Quellenauszug:
↓

Wie saisonale Intraday-Charts die Gold-Manipulationen nachwiesen
16.01.2017 | Dimitri Speck
Deutsche Bank Trader: “Du sagtest gerade, Du hast zum Fixing verkauft.” Antwort UBS Trader: “Ja, wir haben es gut niedergeknüppelt.”
Die Deutsche Bank ist weltweit in über 7000 Prozesse verwickelt. In zweien davon hat sie Vergleichen zugestimmt, wofür sie zweistellige Millionen US-Dollar-Beträge zu zahlen bereit ist. Damit hat sie Klagen wegen der Manipulation der Preise von Gold und Silber beigelegt. Die Verfahren gegen andere Finanzinstitute laufen noch.
Neben der Deutschen Bank sind weitere Banken in News York angeklagt, die Edelmetallpreise zu manipulieren. Dabei arbeiten die Kläger anfangs mangels ausreichender direkter Information von den Beteiligten mit statistischen Belegen. Dabei spielen durchschnittliche Intraday-Charts eine maßgebliche Rolle. Wie kam es dazu?
Durchschnittliche Intraday-Charts können Manipulationen aufdecken
Im Jahr 2002 hatte ich die Idee, einen durchschnittlichen Intraday-Chart zur Untersuchung der Goldpreismanipulation zu erzeugen. Dazu benutzte ich minütliche Intraday-Kurse des Goldpreises über 5 Jahre und errechnet die durchschnittlichen Erträge abhängig von der Tageszeit.
Nachfolgend sehen Sie den Chart von damals. Er zeigt den durchschnittlichen Intraday-Verlauf des Goldpreises vom August 1998 bis Juli 2003. Die horizontale Skala weist die Uhrzeit, die vertikale das durchschnittliche Preisniveau aus. Der Chart zeigt Ihnen also den typischen Intraday-Verlauf des Goldpreises, ermittelt über mehr als tausend Tage und mehr als eine Million Einzelkurse. Er ist somit von hoher statistischer Aussagekraft.
Gold, durchschnittlicher Intraday-Verlauf, 8/1998 bis 5/2002
Quelle: Dimitri Speck
Wie Sie sehen, fiel der Goldpreis typischerweise in den ersten beiden New Yorker Handelsstunden und insbesondere zum Fixing um 10 Uhr New Yorker Zeit. Eine solche regelmäßig auftretende Anomalie ist zu Zeiten, an denen Referenzkurse festgestellt werden, ein starkes Indiz für eine Manipulation des Preises. Sie erlangt dann Beweiskraft, wenn andere Gründe wie statistische Ausreißer ausgeschlossen werden können. Anscheinend drückten einige Marktteilnehmer den Preis, beispielsweise um über an den Referenzkurs gebundene Folgegeschäfte Gewinne zu erzielen.
Der Chart ließ erstmals eine Manipulation des Goldpreises zum Fixing erkennen. Ich publizierte ihn unter anderem im Internet, wo Sie ihn noch heute finden können, z.B. hier.

↑

(Gespeicherte Einträge)
↓

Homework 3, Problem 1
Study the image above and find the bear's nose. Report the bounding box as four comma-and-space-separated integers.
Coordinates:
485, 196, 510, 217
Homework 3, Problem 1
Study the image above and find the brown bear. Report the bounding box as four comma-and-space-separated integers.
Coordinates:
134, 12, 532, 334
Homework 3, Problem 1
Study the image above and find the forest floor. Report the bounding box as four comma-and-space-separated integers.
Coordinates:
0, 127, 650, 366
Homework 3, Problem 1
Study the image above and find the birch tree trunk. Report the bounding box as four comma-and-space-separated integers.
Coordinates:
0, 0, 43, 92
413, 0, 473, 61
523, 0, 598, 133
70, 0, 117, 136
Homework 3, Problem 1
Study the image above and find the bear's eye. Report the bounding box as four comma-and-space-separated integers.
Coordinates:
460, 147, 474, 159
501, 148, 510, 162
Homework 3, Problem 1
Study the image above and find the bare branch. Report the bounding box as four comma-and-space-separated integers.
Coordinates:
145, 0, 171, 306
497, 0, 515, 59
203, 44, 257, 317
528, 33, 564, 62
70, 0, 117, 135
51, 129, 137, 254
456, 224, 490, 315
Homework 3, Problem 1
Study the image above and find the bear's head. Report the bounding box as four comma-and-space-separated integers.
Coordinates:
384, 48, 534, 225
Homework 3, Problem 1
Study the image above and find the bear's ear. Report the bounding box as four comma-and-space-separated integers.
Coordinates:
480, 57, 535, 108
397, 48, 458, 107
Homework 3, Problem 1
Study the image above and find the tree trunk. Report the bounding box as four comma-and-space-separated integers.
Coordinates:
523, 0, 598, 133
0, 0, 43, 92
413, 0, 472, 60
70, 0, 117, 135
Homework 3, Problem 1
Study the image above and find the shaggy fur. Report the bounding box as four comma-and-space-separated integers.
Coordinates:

↑

Schriftliche Aufgaben:
a - Beantworte anhand des Auszugs zur Goldpreismanipulation diese drei Fragen:
(i) In wie viele Prozesse ist die Deutsche Bank weltweit verwickelt?
(ii) In welchem Jahr entstand die Idee, einen durchschnittlichen Intraday-Chart zur Untersuchung der Goldpreismanipulation zu erzeugen?
(iii) Um wie viel Uhr New Yorker Zeit fand das Fixing statt, zu dem der Goldpreis besonders fiel?
b - Führe den Auszug zur Goldpreismanipulation nach seinem letzten Satz weiter.
Die Zeilen stehen in keinem Zusammenhang mit dem Auszug zur Goldpreismanipulation.

Antworten der Reihe nach:
a -
(i) In über 7000 Prozesse.
(ii) Im Jahr 2002.
(iii) Um 10 Uhr New Yorker Zeit.

b -
Später machte ich Untersuchungen des Silber und des Platin-Preises. Die Ergebnisse waren ebenfalls, dass der Preis zum Fixing manipuliert wird. 2010 fasste ich dann die spannende Geschichte der Manipulation in meinem Bestseller Geheime Goldpolitik (Finanzbuchverlag) zusammen, der 2013 auf Englisch unter dem Titel "The Gold Cartel" (Palgrave Macmillan) erschien.
Diese Studien erzielten große Anerkennung in Fachkreisen, bleiben jedoch ohne erkennbare rechtliche oder politische Folgen. Die Aufsichtsbehörden konnten hingegen keine Manipulation nachweisen.
Libor-"Jägerin" Rosa Abrantes-Metz schaltet sich ein
Die Situation änderte sich im Dezember 2013, als Rosa Abrantes-Metz in einem Bloomberg-Beitrag das Thema der Goldpreismanipulation unter Verwendung meiner durchschnittlichen Intraday-Charts aufgriff.
Abrantes-Metz hatte wesentlich zur Aufdeckung der Manipulation des Zinssatzes Libor beigetragen. Damit war die Existenz systematischer Manipulationen selbst großer Märkte einer breiten Öffentlichkeit bekannt geworden.
Seitdem geht es Schlag auf Schlag. Die Fixings wurden durch modernere Verfahren ersetzt - und mehrere Klagen wurden eingereicht, in denen die von mir entwickelte Methode des durchschnittlichen Intraday-Verlaufs zum Nachweis von Preismanipulationen angewendet wird.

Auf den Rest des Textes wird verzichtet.